Problem sets are be problem-oriented group homework assignments. The purpose is to drill basic concepts taught in class and acquire routine in elementary computations and problem solving. There will be five problem sets distributed throughout the semester. You are strongly encouraged to work regularly on problem sets, since they help you to understand the material covered in class. You should work out one solution for your group. All group members are equally responsible for the work and will receive the same score. The exact form, deadline, and other instructions are given in the respective class outline or in the problem set itself. In most cases problems should be downloaded from instructor's web page.

"Group problems" are non-graded group homework assignments. They must be handed in before the deadline, however they are not graded. They are a crucial part of the learning process. For late or missed group problems I will subtract 10 points from your score. In such case the obligation to work out and hand in the group problems is automatically transferred to the next class. The penalty is cumulative, i.e. you keep receiving the penalty each class until you finally hand in your work.

I may use some case studies to illustrate the practical use of the material we cover at class. The analysis and write-ups are to be done in groups. I will copy the cases and distribute them to groups. Cases will be discussed in class on the date they are due. Classes based on case discussion are interactive and input from students is critical. You must come prepared to discuss the case. Groups will present their analyses to the rest of class on a voluntary basis. If there will be no volunteers I will call randomly the group, so each group should be ready to present the case. Not only the content but also the format and professional level of the presentation will be evaluated. A well-prepared presentation with valuable input presented in a professional manner will be rewarded when grading the write-ups. On the other hand, not being prepared to present the case will lower your grade. Either the whole group or the group representative(s) may present the case.

Late problem sets, case write-ups, and group problems will not be considered. All problem sets, group problems or case write-ups must be professionally typed in Word or Excel, with accompanying documentation in the form of Excel spreadsheets and charts, whenever applicable.

Class participation is strongly encouraged. Class participation means not only the regular and on-time class attendance, but also your active approach to learning, participation in class discussions, and other forms of contribution to improve and enrich our learning environment. Not the quantity, but the quality of contributions will be evaluated. At the end of the semester I will assign 0 to 50 points for class participation. In order to encourage a regular and on-time attendance, I will keep attendance records for each class session. For each missed or late class session I will subtract 10 points from studentís score. Students are allowed to miss or to be late for 2 sessions per semester without loosing points. Students must attend at least 50% of classes during the semester in order to qualify for a credit ("zachot") or grade.

Student regularly attending the class, participating in class discussions, working regularly outside the class on problem sets/cases, and submitting problem sets in a timely manner is unlikely to fail the course.

4.2. Financial Analysis II.

· · ·

• What is being asked
For each statement, say yes or no depending on whether the course policy agrees with it, and quote the words that decide it: (a) the semester includes five problem sets; (b) group problems are graded; (c) class participation earns between 0 and 50 points. The records have no connection to the course policy.

Data items:
· · ·

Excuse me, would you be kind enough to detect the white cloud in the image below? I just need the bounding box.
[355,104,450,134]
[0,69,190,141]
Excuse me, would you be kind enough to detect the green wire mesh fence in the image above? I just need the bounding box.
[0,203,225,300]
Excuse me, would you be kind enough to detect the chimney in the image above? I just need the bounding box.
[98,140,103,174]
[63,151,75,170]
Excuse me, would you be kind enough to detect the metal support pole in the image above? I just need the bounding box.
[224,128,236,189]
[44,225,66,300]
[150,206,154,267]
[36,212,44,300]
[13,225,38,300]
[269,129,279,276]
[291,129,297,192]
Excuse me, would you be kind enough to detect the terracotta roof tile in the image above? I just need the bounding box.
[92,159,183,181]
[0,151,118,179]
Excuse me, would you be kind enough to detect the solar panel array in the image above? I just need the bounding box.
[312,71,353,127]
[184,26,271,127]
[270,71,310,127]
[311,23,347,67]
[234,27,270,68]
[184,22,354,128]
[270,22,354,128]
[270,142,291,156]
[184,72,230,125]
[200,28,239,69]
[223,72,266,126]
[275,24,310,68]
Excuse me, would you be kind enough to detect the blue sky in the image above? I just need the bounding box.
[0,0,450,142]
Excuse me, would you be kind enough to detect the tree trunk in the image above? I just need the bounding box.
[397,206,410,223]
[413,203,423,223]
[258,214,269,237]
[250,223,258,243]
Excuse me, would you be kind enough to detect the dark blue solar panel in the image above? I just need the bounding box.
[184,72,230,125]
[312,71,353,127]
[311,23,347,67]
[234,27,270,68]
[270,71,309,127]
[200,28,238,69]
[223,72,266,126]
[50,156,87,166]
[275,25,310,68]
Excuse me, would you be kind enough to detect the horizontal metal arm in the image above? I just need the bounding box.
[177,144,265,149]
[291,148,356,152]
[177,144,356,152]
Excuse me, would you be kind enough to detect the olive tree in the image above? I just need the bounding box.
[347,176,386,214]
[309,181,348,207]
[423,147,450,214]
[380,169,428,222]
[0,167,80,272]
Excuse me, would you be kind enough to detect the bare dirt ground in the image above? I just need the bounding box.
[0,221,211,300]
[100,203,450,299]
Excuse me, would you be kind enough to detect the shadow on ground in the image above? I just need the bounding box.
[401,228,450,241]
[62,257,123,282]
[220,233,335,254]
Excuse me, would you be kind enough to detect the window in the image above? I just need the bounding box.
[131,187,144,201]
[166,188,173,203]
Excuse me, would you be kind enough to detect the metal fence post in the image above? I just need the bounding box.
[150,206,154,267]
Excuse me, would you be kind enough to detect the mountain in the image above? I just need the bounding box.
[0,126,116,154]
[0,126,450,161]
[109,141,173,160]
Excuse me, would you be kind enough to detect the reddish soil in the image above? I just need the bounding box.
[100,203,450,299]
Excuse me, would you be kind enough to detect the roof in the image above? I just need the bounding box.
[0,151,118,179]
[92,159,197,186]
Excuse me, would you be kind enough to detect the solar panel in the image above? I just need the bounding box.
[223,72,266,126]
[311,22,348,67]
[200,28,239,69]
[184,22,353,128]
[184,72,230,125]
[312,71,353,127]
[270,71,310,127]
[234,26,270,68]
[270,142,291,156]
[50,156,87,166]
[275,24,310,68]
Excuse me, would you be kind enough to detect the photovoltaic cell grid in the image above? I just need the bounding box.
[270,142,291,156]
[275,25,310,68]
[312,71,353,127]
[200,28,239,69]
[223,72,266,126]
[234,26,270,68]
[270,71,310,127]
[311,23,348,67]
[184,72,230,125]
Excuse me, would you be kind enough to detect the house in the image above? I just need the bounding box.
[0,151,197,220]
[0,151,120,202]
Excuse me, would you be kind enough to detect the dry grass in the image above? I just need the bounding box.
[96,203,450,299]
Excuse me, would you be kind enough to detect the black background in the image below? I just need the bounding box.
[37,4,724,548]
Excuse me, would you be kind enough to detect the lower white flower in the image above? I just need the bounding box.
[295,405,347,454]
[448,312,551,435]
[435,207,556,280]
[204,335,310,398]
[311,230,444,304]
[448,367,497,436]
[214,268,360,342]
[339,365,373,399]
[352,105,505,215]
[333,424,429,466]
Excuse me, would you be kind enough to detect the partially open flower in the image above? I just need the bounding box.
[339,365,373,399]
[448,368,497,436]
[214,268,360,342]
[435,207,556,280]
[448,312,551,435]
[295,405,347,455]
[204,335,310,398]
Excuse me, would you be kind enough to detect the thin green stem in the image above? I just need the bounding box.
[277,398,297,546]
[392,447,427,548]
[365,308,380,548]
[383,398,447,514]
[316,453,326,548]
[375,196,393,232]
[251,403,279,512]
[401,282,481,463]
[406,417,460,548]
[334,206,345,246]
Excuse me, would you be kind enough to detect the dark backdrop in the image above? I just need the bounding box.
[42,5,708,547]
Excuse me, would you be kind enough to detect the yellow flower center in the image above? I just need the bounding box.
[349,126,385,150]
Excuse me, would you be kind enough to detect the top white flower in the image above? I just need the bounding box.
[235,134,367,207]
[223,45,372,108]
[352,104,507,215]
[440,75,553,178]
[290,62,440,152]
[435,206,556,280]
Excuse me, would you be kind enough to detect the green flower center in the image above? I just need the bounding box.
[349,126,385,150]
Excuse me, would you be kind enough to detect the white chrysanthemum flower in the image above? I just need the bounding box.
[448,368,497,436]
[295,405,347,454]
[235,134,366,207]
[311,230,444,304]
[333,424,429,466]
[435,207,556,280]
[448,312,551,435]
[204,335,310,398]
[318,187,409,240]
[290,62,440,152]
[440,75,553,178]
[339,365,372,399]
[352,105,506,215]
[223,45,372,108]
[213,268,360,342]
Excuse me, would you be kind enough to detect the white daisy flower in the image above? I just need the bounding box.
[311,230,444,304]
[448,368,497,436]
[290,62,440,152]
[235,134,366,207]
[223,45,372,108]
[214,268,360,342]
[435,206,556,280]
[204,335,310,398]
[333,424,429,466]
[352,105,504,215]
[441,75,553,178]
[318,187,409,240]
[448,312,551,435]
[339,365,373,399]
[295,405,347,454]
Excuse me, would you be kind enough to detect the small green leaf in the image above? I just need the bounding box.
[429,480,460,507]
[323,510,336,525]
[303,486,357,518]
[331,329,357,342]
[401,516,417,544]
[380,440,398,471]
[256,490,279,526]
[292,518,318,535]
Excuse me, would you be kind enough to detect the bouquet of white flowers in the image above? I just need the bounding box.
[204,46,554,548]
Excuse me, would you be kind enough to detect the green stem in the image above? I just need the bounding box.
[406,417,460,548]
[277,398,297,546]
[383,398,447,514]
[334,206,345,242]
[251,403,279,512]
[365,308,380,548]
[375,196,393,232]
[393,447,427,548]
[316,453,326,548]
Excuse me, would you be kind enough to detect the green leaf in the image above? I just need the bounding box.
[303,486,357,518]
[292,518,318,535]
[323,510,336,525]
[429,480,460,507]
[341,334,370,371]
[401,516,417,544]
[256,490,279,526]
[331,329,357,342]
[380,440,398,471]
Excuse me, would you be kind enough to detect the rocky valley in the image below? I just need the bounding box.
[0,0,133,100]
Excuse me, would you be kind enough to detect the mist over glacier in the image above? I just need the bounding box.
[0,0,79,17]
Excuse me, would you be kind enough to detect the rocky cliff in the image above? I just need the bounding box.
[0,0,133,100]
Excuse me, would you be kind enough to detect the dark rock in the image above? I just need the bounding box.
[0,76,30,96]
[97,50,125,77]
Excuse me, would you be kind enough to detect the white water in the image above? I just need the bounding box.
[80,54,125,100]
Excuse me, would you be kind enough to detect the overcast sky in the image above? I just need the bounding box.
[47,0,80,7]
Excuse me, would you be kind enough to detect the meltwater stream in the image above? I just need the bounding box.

· · ·

• Response to this task
(a) Yes: "There will be five problem sets distributed throughout the semester."
(b) No: "They must be handed in before the deadline, however they are not graded."
(c) Yes: "At the end of the semester I will assign 0 to 50 points for class participation."